* _Source extract_:
-=-=-

I thought we’d communicated it clearly enough, but apparently not. I guess it’s like Mike’s story. Some people thought he gave enough clues to make the twist ending perfect, others wanted there to be more. I guess we needed to come right out and say what the joke was.
Or maybe that’s not even what you were offended about. Maybe it was something else. I don’t know. If it was something else. I’m sorry about that too.
Mike – you’re welcome! I thought the twist was neatly executed, and Jade was just irritating enough that we didn’t feel too bad at the end. :)
Big – The term “offensive” has been so abused that it’s no longer an acceptable way to describe the feelings of anyone who is not your enemy. No one will ever admit to being “offended,” because it’s come to mean “thin-skinned whiner who can’t take a joke.” So I’ll say this instead: Your comments made me sad. Rish’s comments made me sadder. If this had been my first Dunesteef, I would have never return to the podcast, stellar story not withstanding.
I said “maybe it’s just me” because I can laugh at jokes about child abuse and rape quicker than jokes about torturing animals. I think the reason is that NO ONE really believes abuse of humans is ethical. It can be assumed that not a single person means those jokes seriously. It’s just gallows humor, and I love gallows humor.
But a huge number of people believe that when nobody is looking, it’s OK to cause an animal intense suffering. People need incredibly little incentive to dispose of an inconvenient pet. Squeamish people who don’t want to see the animal suffer often cause it far more suffering in the end by leaving it somewhere to die slowly.
Rish seemed to be seriously playing devil’s advocate for disposing of a living kitten as you would dispose of a bubble gum wrapper – in the trash. Discussions about throwing kittens in the lake tied to a rock also have zero humor value for me. All of my pets are animals that someone threw away.
The third world – yes, I’ve lived there, too. I’ve fed those dogs. I rescued one of those kittens. Humans who aren’t sure they will have enough to eat have little compassion to spare on an animal. However, once we get food in our bellies, our horizons and our compassion expands. That’s part of living in a civilized country. -Of course-, it should be illegal to throw away kittens or puppies or box turtles in dumpsters. There’s nothing cockeyed about that.
I was surprised to see all the comments on here about this. Except for the joke about the Gremlins, I thought the points that got made were that you’re NOT supposed to torture animals and that it’s not okay to throw them in dumpsters. Sh!t, now I gotta listen to it again.
My cats are assholes. Every morning when I come downstairs I wonder what fresh hell I’ll be walking into. Will it be barf-worms from the fat one, who gorges herself every time we put food in the bowls? Will it be something knocked over, thanks to the smallest one? Or will it be clumps of hair everywhere because someone messed with the tetchiest one?
As for the story, I don’t know if there were enough clues to indicate that once Sophie licked the blood off her finger she would become instantly obsessed with eating Jane. That part didn’t feel like a twist to me so much as an “out of nowhere”. The dog being a cop, that whole thing made enough sense.

-=-=-

* _Material provided_:
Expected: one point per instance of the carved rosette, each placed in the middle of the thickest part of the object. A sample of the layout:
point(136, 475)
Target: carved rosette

-=-=-

* _Set tasks_:
1. Please quote the podcast comment thread word for word, beginning at "Rish seemed to" and stopping after "someone threw away.".
2. Write what comes next in the podcast comment thread, picking up after its final sentence.

* _Written responses_:
1.
Rish seemed to be seriously playing devil’s advocate for disposing of a living kitten as you would dispose of a bubble gum wrapper – in the trash. Discussions about throwing kittens in the lake tied to a rock also have zero humor value for me. All of my pets are animals that someone threw away.

2.
Oh, and guys? “Michael Stone rocks”? Was that an intentional pun? Or did it just happen?
The scene where Sophie asks Jade if she’s feeling suicidal after pricking her finger in a bar full of cats, and explaining the bloodlust experienced by shapechangers was the clue. But feeding the reader clues without giving the twist away is a tightrope. I realized it’s impossible to please everyone when I had a story on Pseudopod and half the comments said the ending was predictable while the other half felt it came out of nowhere!
I’m totally with you there. Sometimes I just give away the farm and then make the story about the journey to grandma’s house.
When Owen (was that the werewolf cop’s name?) and Sophie were talking civilly before she escaped from him, I figured it out. I figure that, if I’d come in knowing the rules of the universe, I would’ve gotten it and still enjoyed the story — kind of like, in the Anita Blake novels (don’t laugh), if a new attractive male character shows up, I know there’ll be a long-ass paragraph about how hot he is, followed by another of Anita whining about having sex with him, and in the end they’ll do it. Rules of the universe. *g*
Really enjoyed the production, as I do every time I stop by. Just brilliant.
Mike, great story as usual, but I particularly loved Sophie. It’s true, too– if you fall in the shower and crack your head, your dog will go and get help for you. Your cat will wait until she’s hungry and then eat your face off.
I also want to chime in express my shock at the outro. I’m certainly no thin skinned cat lady whiner, either. I can take gross out humor and bad jokes. I turned the podcast off when you were musing in what states it would be illegal or not to kill your pet via dumpsters/drowning. Abbie said it much better, then I- I wasn’t ‘offended’ per se, but frankly a bit disappointed on how far it went. I simply just didn’t want to listen anymore.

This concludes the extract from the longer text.